Vielleicht ist es das „Lagom“, das den Menschen zur Einstellung verhilft, zufrieden und glücklich zu sein, mit sich und seinem aktuellen Leben! Aber da gibt es auch noch andere Parameter, auf die mich ein guter Freund aus Schweden aufmerksam machte. Das Glücklichsein hängt vom Kaffee ab, meint er! Angeblich trinken die Finnen am meisten Kaffee in der Welt, und die Schweden lassen sich das Heißgetränk auch gern schmecken. Oder sind die glücklichsten Menschen der Welt nur per Zufall ausgiebige Kaffeetrinker?

Einfach mal herausgehen – auch bei scheinbar schlechtem Wetter

Ein weiterer Parameter, der uns das Glück finden lässt, sind Kontraste. Versetzen Sie sich mit mir in einen scheinbar tristen Samstag im Januar, irgendwo in Schweden. Die Tage sind kurz und dunkel. Sie wollen die Helligkeit nutzen. Vielleicht für Skilanglauf? Die Kommune hat ja gerade eine neue Spur durch den Wald gezogen. Also raus! Von der Nase tropft es. Die Wangen glühen. Es ist eigentlich so herrlich. Raus in die Natur, auch wenn man keine Lust hat. Später sitzt man in der Sauna. Dort wird es irgendwann zu warm, also geht es wieder raus in den Schnee, in das eisige Wasser. Die Kontraste von Wärme und Kälte, das Hinausgehen in die Natur bei allen Jahreszeiten, die Überwindung: Vielleicht sind es auch diese Dinge, die glücklich machen.

# Aufgabenstellung:
Übernehmen Sie den oben stehenden Text über das Glücklichsein in Schweden vollständig und ohne jede Änderung.

# Bereitgestellte Angaben:
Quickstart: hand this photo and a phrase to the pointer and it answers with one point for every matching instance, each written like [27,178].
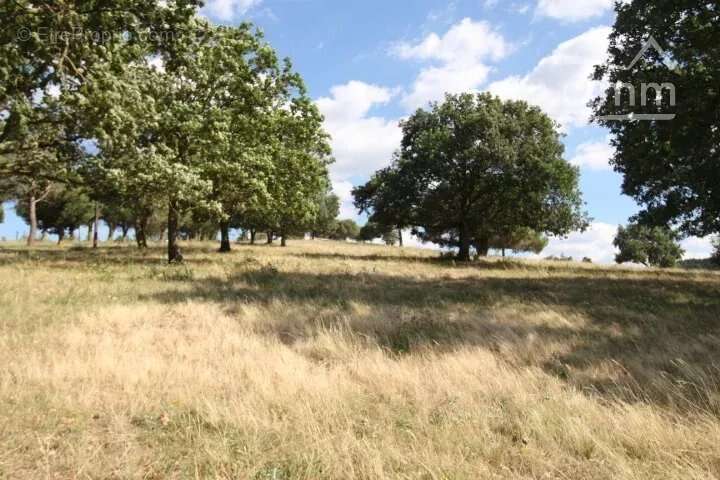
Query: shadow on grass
[646,336]
[660,336]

# Ergebnis:
Vielleicht ist es das „Lagom“, das den Menschen zur Einstellung verhilft, zufrieden und glücklich zu sein, mit sich und seinem aktuellen Leben! Aber da gibt es auch noch andere Parameter, auf die mich ein guter Freund aus Schweden aufmerksam machte. Das Glücklichsein hängt vom Kaffee ab, meint er! Angeblich trinken die Finnen am meisten Kaffee in der Welt, und die Schweden lassen sich das Heißgetränk auch gern schmecken. Oder sind die glücklichsten Menschen der Welt nur per Zufall ausgiebige Kaffeetrinker?

Einfach mal herausgehen – auch bei scheinbar schlechtem Wetter

Ein weiterer Parameter, der uns das Glück finden lässt, sind Kontraste. Versetzen Sie sich mit mir in einen scheinbar tristen Samstag im Januar, irgendwo in Schweden. Die Tage sind kurz und dunkel. Sie wollen die Helligkeit nutzen. Vielleicht für Skilanglauf? Die Kommune hat ja gerade eine neue Spur durch den Wald gezogen. Also raus! Von der Nase tropft es. Die Wangen glühen. Es ist eigentlich so herrlich. Raus in die Natur, auch wenn man keine Lust hat. Später sitzt man in der Sauna. Dort wird es irgendwann zu warm, also geht es wieder raus in den Schnee, in das eisige Wasser. Die Kontraste von Wärme und Kälte, das Hinausgehen in die Natur bei allen Jahreszeiten, die Überwindung: Vielleicht sind es auch diese Dinge, die glücklich machen.